◆ **WRITTEN TASK**: Please rename "motel building" to "hotel building" in the records, starting at their first line and ending at the line that contains "32 138 640 275". Copy those lines again with that one change and nothing else altered.

[Source data]
§ §

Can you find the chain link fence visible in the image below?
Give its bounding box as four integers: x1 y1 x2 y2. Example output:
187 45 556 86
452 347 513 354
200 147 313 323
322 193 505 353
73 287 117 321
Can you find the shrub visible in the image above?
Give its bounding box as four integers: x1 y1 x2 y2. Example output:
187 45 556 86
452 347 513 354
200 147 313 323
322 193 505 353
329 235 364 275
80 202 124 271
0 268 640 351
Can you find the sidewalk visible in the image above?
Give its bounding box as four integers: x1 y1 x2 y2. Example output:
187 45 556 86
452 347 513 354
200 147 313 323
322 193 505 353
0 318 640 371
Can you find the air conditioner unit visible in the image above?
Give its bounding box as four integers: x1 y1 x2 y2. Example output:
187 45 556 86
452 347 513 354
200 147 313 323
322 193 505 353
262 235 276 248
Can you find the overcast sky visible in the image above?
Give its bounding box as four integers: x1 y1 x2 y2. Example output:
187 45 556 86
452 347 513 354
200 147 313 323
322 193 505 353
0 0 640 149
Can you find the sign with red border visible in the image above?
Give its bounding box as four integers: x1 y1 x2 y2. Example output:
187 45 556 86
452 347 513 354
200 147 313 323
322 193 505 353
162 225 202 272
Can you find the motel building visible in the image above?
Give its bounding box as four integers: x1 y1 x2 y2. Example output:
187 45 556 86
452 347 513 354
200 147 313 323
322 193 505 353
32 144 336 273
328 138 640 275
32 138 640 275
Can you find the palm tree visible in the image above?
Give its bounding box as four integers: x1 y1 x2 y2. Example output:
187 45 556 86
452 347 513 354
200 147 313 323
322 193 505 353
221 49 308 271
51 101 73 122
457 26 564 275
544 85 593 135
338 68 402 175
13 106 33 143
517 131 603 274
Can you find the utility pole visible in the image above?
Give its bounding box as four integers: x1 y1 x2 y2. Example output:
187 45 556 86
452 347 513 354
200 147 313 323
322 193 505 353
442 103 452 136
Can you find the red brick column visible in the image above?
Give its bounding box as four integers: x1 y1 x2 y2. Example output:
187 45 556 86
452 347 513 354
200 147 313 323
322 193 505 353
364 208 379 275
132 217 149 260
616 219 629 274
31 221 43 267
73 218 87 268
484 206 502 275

§ §

◆ **RESULT FOR THIS EXERCISE**:
Can you find the chain link fence visible in the image below?
Give its bounding box as four integers: x1 y1 x2 y2. Example output:
187 45 556 86
452 347 513 354
200 147 313 323
322 193 505 353
73 287 117 321
Can you find the shrub visible in the image above?
Give its bounding box as four integers: x1 y1 x2 y2. Example output:
187 45 556 86
452 347 513 354
200 147 313 323
322 193 505 353
329 235 364 275
80 202 124 271
0 268 640 351
Can you find the sidewalk visible in the image above?
Give its bounding box as four integers: x1 y1 x2 y2. Example output:
187 45 556 86
452 347 513 354
200 147 313 323
322 193 505 353
0 318 640 371
Can you find the air conditioner unit visible in the image above?
Give its bounding box as four integers: x1 y1 x2 y2. Example output:
187 45 556 86
452 347 513 354
200 147 313 323
322 193 505 353
262 235 276 248
Can you find the overcast sky visible in the image above?
Give its bounding box as four integers: x1 y1 x2 y2. Example output:
187 45 556 86
452 347 513 354
200 147 313 323
322 193 505 353
0 0 640 149
Can you find the sign with red border visible in the image above?
Give its bounding box as four integers: x1 y1 x2 y2. Example output:
187 45 556 86
452 347 513 354
200 147 313 323
322 193 505 353
162 225 202 272
Can you find the hotel building visible in the image above?
Give its bounding box as four integers: x1 y1 x2 y2. Example output:
187 45 556 86
452 347 513 354
200 147 313 323
322 193 505 353
32 144 336 273
328 138 640 275
32 138 640 275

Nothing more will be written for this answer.